**Exercise task:**
Reproduce the items from their first line through the line containing "POLYGON ((41 169, 186", requests included. In the answer polygons, shift every coordinate value by -46.

(Source data)
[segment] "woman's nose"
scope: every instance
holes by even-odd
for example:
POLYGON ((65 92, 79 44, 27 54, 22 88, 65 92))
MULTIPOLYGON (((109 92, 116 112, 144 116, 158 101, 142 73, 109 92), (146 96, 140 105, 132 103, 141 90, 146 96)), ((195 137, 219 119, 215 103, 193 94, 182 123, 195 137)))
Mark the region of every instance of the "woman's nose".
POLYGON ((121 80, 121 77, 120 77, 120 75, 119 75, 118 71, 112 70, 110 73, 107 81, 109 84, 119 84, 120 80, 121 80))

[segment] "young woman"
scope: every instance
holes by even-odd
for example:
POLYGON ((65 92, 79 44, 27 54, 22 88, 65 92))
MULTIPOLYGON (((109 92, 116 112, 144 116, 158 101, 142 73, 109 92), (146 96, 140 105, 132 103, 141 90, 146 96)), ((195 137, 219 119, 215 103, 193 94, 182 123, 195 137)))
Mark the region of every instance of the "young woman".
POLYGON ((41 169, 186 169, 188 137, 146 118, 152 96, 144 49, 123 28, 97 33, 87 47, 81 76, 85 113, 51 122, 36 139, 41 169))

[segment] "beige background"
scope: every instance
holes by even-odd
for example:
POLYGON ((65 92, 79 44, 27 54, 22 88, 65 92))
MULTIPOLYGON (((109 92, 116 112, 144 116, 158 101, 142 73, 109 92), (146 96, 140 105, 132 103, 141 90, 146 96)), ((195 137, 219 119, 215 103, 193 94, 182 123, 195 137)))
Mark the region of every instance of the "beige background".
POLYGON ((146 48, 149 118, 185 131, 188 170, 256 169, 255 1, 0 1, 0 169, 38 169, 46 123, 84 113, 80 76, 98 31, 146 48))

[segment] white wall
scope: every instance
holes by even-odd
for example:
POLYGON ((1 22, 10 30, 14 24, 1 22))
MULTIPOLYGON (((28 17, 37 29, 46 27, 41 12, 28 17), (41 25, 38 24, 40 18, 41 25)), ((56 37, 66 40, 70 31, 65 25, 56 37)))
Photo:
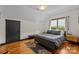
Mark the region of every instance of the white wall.
MULTIPOLYGON (((64 10, 62 10, 64 11, 64 10)), ((46 27, 48 29, 49 26, 49 20, 54 19, 54 18, 60 18, 60 17, 64 17, 64 16, 70 16, 69 17, 69 26, 70 26, 70 30, 72 32, 72 34, 74 35, 79 35, 79 23, 78 23, 78 16, 79 16, 79 9, 74 9, 74 10, 69 10, 69 11, 64 11, 64 12, 59 12, 59 13, 51 13, 47 15, 47 20, 46 20, 46 27)))

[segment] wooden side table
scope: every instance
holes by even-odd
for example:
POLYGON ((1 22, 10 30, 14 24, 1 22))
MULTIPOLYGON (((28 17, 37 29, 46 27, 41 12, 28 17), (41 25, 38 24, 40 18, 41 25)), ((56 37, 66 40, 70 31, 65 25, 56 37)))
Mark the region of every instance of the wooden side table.
POLYGON ((67 34, 67 35, 66 35, 66 39, 67 39, 68 41, 78 42, 78 37, 75 36, 75 35, 69 35, 69 34, 67 34))
POLYGON ((33 39, 35 38, 35 35, 28 35, 28 39, 33 39))

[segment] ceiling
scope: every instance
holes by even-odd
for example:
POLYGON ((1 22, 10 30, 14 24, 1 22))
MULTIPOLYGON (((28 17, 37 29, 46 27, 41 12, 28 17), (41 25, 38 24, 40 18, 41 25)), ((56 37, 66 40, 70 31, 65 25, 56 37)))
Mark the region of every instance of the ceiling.
MULTIPOLYGON (((9 6, 16 6, 16 5, 9 5, 9 6)), ((17 5, 17 6, 28 7, 32 10, 41 12, 39 10, 40 5, 17 5)), ((46 6, 46 9, 43 10, 45 14, 62 12, 62 11, 70 10, 70 9, 79 8, 79 5, 44 5, 44 6, 46 6)), ((7 5, 0 5, 0 11, 4 10, 6 7, 7 5)))
MULTIPOLYGON (((28 7, 40 11, 39 10, 39 6, 40 5, 28 5, 28 7)), ((75 9, 75 8, 79 8, 79 5, 45 5, 46 9, 43 10, 43 12, 45 13, 51 13, 51 12, 57 12, 57 11, 66 11, 66 10, 70 10, 70 9, 75 9)))

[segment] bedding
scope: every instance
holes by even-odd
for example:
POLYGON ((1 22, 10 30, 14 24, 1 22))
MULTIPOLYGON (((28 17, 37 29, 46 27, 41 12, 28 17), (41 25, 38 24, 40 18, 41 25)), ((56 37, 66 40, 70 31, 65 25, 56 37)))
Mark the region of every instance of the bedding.
MULTIPOLYGON (((54 34, 47 34, 47 33, 46 34, 36 34, 36 37, 40 38, 41 42, 42 42, 42 40, 50 41, 50 42, 54 43, 57 47, 59 47, 65 40, 64 35, 54 35, 54 34)), ((37 39, 37 40, 39 40, 39 39, 37 39)))

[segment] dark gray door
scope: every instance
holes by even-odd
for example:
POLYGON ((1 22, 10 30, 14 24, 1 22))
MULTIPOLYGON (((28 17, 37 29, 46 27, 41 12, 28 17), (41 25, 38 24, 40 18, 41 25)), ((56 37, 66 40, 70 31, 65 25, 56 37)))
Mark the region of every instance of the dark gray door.
POLYGON ((20 21, 6 20, 6 43, 20 40, 20 21))

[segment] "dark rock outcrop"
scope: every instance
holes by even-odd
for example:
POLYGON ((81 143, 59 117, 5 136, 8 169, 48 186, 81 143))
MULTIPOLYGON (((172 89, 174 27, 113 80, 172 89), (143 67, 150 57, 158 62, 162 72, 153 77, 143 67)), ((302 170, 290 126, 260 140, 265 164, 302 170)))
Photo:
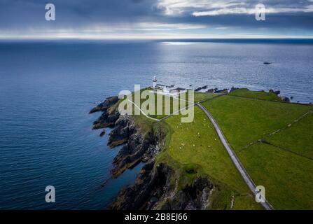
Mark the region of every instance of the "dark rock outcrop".
POLYGON ((119 117, 120 113, 118 110, 111 111, 111 110, 105 109, 101 116, 93 122, 92 129, 113 127, 119 117))
POLYGON ((104 100, 104 102, 98 104, 97 106, 91 109, 89 113, 92 113, 98 111, 104 111, 112 105, 114 105, 118 101, 118 97, 116 96, 108 97, 106 99, 106 100, 104 100))
POLYGON ((279 94, 280 94, 280 91, 279 91, 279 90, 276 90, 276 91, 274 91, 274 90, 273 90, 272 89, 270 89, 270 90, 268 91, 268 92, 270 92, 270 93, 274 93, 274 94, 277 94, 277 95, 278 95, 279 94))
POLYGON ((204 178, 196 178, 191 185, 177 190, 174 171, 165 164, 147 163, 133 186, 121 190, 110 209, 205 209, 215 186, 204 178))
POLYGON ((286 97, 282 97, 281 100, 284 102, 290 102, 290 99, 286 97))
POLYGON ((101 132, 100 133, 100 137, 103 136, 104 134, 106 134, 106 131, 103 130, 102 132, 101 132))
POLYGON ((205 91, 205 92, 214 92, 214 89, 209 89, 207 91, 205 91))
POLYGON ((230 89, 230 90, 229 91, 229 92, 232 92, 232 91, 235 91, 236 90, 238 90, 239 88, 235 88, 234 86, 232 87, 232 88, 230 89))
POLYGON ((224 94, 227 94, 228 93, 228 89, 223 89, 223 90, 215 90, 214 93, 224 93, 224 94))

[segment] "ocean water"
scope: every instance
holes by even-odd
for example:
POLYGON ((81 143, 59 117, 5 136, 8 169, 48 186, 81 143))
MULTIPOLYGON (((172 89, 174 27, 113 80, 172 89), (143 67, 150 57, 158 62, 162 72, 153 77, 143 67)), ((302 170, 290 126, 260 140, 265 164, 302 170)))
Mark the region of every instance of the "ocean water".
POLYGON ((121 90, 156 76, 182 87, 273 88, 313 102, 312 62, 310 41, 1 41, 0 209, 102 209, 133 183, 142 164, 110 180, 119 148, 91 130, 100 113, 88 114, 121 90), (55 203, 45 201, 47 186, 55 203))

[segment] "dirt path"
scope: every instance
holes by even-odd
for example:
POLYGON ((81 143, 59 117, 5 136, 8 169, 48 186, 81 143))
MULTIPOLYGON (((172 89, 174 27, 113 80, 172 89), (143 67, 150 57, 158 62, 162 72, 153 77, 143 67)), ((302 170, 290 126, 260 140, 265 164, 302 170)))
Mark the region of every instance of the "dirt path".
MULTIPOLYGON (((226 138, 225 137, 224 134, 222 132, 222 130, 221 130, 220 127, 218 126, 218 123, 215 120, 214 118, 211 115, 211 114, 202 105, 201 105, 199 103, 197 103, 196 105, 197 105, 202 111, 204 112, 204 113, 207 115, 207 116, 209 118, 209 119, 211 120, 211 123, 213 124, 213 126, 214 127, 215 130, 216 131, 216 133, 221 139, 221 143, 224 146, 225 148, 227 150, 227 153, 228 153, 229 156, 230 157, 230 159, 232 160, 232 162, 235 164, 235 166, 236 167, 237 169, 239 172, 240 175, 242 176, 242 178, 244 179, 244 182, 246 182, 246 185, 249 188, 250 190, 252 192, 254 196, 258 193, 258 192, 256 191, 256 185, 254 184, 253 181, 252 181, 251 178, 246 171, 246 169, 244 168, 243 165, 239 160, 237 155, 235 154, 235 152, 233 151, 232 148, 230 147, 230 146, 228 144, 228 142, 226 140, 226 138)), ((266 200, 265 202, 260 202, 262 206, 264 209, 266 210, 272 210, 274 209, 272 205, 269 202, 267 202, 266 200)))

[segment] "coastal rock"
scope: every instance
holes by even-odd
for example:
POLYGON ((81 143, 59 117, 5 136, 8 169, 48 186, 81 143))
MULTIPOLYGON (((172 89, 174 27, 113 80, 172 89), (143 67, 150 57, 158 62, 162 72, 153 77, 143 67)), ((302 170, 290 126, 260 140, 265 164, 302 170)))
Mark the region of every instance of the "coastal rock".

**The solution:**
[segment] "woman's nose"
scope: every instance
holes by even-odd
for example:
POLYGON ((65 92, 79 44, 27 54, 22 88, 65 92))
MULTIPOLYGON (((109 92, 116 112, 144 116, 158 101, 142 73, 109 92), (146 96, 140 105, 132 103, 141 90, 146 96)), ((195 137, 219 119, 215 103, 193 94, 182 123, 195 137)))
Mark the region of every instance of the "woman's nose".
POLYGON ((75 34, 75 31, 74 31, 74 29, 73 29, 72 25, 66 24, 64 27, 61 35, 63 38, 73 38, 74 34, 75 34))

[segment] "young woman"
scope: every instance
holes by even-odd
for example:
POLYGON ((65 92, 79 44, 27 54, 22 88, 65 92))
MULTIPOLYGON (((109 92, 116 112, 144 116, 158 101, 142 73, 109 92), (146 96, 140 105, 132 103, 141 90, 146 96)), ((195 137, 219 119, 215 103, 193 94, 182 123, 195 137)))
Mark the region of every instance of the "young woman".
POLYGON ((-5 123, 140 123, 142 91, 100 72, 106 50, 98 3, 77 -18, 51 -13, 41 1, 35 30, 39 67, 5 76, -10 93, -5 123))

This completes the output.